• Tasks to perform:
• a. Duplicate the part of the bean-cooking post starting at "3. Never cook" and ending at "but NO salt.".
• b. Pick up the bean-cooking post from where it stops and continue writing it.

--- Passage provided Enclosed Below ---

Tuesday, April 16, 2013

Salt Will Keep Your Beans from Softening

Did you know you shouldn't add salt to your beans until they are softened?  That's right, adding salt to your beans when you start cooking them will inhibit the softening process. The salt actually prevents the starches in the beans from breaking down, thus producing a hard bean. Beans are a superfood! They are high in fiber and protein and rich in anti-oxidants, and because they digest at a slower rate than their protein counterpart - meat, they keep you full longer and that makes them great for your waistline.  Beans are so versatile and it's another food staple that I think people, in general, tend to shy away from. I have found that the best way to prepare dried beans for cooking is as follows:

  1. Soak beans overnight in water. At least 8 hours or more. The ratio I use for the soaking is 2:1 (2 parts water to 1 part bean)
  2. If possible, I like to change out the soaking water a few times.
  3. Never cook in the soaking water. Discard and and rinse your beans.
  4. Place your beans in a stock pot or dutch oven. Add enough water or unsalted stock to cover beans about an inch over top of beans. You can add aromatics, such a onions, peppers etc., but NO salt.

--- End of Enclosed Passage provided ---
--- Given material Enclosed Below ---

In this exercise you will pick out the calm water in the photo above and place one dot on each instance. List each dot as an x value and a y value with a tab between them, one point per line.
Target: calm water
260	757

--- End of Enclosed Given material ---

• Answers for the exercise:
• a.
3. Never cook in the soaking water. Discard and and rinse your beans.
  4. Place your beans in a stock pot or dutch oven. Add enough water or unsalted stock to cover beans about an inch over top of beans. You can add aromatics, such a onions, peppers etc., but NO salt.

• b.
  5. Bring your beans up to a rolling boil. Then reduce the heat to keep them at a simmer. Don't try to rush beans by cooking them at a high setting, it just won't work. Skim off any foam from the surface. If you want firmer beans, leave the lid off, for softer, creamier beans leave the lid on, at least that is what my mom always said and it works.
  6. Allow to cook 1 hour, then start checking the stage of tenderness your beans are at every 15 to 30 minutes. Time varies with beans so it may take some time. The size, age and type of bean really does affect cooking times -  so be patient! It's important to keep the beans submerged in liquid so be sure to add more water or stock as needed.
  7. Add salt when the beans are just barely tender.
  8. Continue cooking until beans are softened and creamy. Add more salt as needed or to taste.
Did you know:
  1. Dried beans are way more economical than the canned version. One pound of dried beans yields roughly 5 cups of beans!
  2. Beans freeze very well.  Place inside a freezer safe container or in a zip bag and you have fresh cooked beans at your disposal at any given time. 
  3. If you are using just the bean, for say a salad or in recipe that requires only the beans, DON'T throw out the cooking liquid.  This stuff is culinary gold! You can use it in soups or to create your very own original sauce. 
  4. You can use your slow cooker to cook your beans. Just set it on low for 8 hours, making sure to check at the half point on the tenderness so you can add salt.  I've not had the best success cooking them on high for 4 hours, I just think beans are persnickety in general and love that long cooking time.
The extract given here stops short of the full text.